1. Field of the Invention
The present invention relates to an automatic pipe gridding method allowing implementation of codes for modelling fluids carried by these pipes.
2. Description of the Prior Art
The modes of flow of multiphase fluids in pipes are extremely varied and complex. Two-phase flows, for example, can be stratified, the liquid phase flowing in the lower part of the pipe, or intermittent with a succession of liquid and gaseous plugs, or dispersed, the liquid being carried along as fine droplets. The flow modes vary notably with the inclination of the pipes in relation to the horizontal and it depends on the flow rate of the gas phase, on the temperature, etc. Slippage between the phases, which varies according to whether the ascending or the descending pipe sections are considered, leads to pressure variations without there being necessarily any compensation. The characteristics of the flow network (dimensions, pressure, gas flow rate, etc.) must be carefully determined.
The TACITE simulation code takes into account a certain number of parameters that directly influence the physics of the problem which is considered. Examples of these parameters are the properties of the fluids and of the flow modes, the topographic variations (length, inclination, diameter variations, etc.), the possible roughness of the pipes, their thermal properties (number of insulating layers and their nature), or the arrangement of equipments along the pipe (pumps, injectors, separators, etc.) that lead to physical flow changes.
Gridding of a physical domain is an essential stage within the scope of numerical simulation. The validity of the results and the calculating times depend on the quality thereof. It is therefore fundamental to provide the code with a correct grid prior to starting simulation. The quality of a grid is generally judged from its capacity to properly describe physical phenomena without simulation taking up too much time, so that there always is an optimum grid for each problem studied. An unsuitable grid can lead, during implementation of the numerical pattern that governs the simulation, to errors that are difficult to detect, at least initially, and can even make calculation impossible and stop the execution of the code if it is excessively aberrant. Code users are not necessarily experienced enough in numerical analysis to produce a correct grid likely to really take into account the physical phenomena to be studied.

(Data entries)
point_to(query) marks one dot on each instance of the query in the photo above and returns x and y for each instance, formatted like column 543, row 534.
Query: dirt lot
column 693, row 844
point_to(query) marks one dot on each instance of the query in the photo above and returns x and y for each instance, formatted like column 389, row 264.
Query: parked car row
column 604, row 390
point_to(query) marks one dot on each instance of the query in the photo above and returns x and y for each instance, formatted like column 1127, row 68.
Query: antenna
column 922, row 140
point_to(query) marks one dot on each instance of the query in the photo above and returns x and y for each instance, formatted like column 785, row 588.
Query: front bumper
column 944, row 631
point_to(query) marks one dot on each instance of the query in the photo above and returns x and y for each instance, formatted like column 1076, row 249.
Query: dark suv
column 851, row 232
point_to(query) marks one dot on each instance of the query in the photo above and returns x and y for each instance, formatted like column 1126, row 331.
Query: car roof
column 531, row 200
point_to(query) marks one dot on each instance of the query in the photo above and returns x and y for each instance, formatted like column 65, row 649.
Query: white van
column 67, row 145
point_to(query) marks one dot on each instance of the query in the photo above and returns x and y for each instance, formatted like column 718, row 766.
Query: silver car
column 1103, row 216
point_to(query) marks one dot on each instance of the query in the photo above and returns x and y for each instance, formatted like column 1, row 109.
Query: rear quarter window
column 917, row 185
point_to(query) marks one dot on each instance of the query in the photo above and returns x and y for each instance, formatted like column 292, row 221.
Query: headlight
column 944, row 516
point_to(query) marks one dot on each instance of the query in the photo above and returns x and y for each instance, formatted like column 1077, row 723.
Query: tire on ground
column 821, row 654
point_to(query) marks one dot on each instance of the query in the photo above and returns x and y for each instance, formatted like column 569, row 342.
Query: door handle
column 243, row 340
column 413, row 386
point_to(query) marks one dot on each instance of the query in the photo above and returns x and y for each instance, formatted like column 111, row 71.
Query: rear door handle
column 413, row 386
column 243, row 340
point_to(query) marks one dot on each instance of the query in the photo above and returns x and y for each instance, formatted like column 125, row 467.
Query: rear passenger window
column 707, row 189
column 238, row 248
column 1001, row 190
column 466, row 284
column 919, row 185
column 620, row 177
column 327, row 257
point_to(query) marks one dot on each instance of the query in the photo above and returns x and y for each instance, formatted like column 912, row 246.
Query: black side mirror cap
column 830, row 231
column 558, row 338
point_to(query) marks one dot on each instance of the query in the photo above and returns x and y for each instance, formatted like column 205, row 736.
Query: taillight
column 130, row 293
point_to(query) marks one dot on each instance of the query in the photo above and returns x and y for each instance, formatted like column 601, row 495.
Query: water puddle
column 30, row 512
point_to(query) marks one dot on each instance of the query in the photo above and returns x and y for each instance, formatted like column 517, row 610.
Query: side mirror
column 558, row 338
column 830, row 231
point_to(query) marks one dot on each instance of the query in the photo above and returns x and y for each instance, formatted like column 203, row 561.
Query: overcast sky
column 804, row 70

- **WHAT TO WORK ON**
1) Return the passage of the pipe gridding text that begins at the words "The TACITE simulation" and stops after "physical flow changes.", copied word for word.
2) Answer these questions using the pipe gridding text.
(a) In a stratified two-phase flow, where does the liquid phase flow?
(b) What is the name of the simulation code the pipe gridding text mentions?
(c) What two things depend on the quality of a grid?

- **SOLVED TASKS**
1)
The TACITE simulation code takes into account a certain number of parameters that directly influence the physics of the problem which is considered. Examples of these parameters are the properties of the fluids and of the flow modes, the topographic variations (length, inclination, diameter variations, etc.), the possible roughness of the pipes, their thermal properties (number of insulating layers and their nature), or the arrangement of equipments along the pipe (pumps, injectors, separators, etc.) that lead to physical flow changes.

2)
(a) In the lower part of the pipe.
(b) TACITE.
(c) The validity of the results and the calculating times.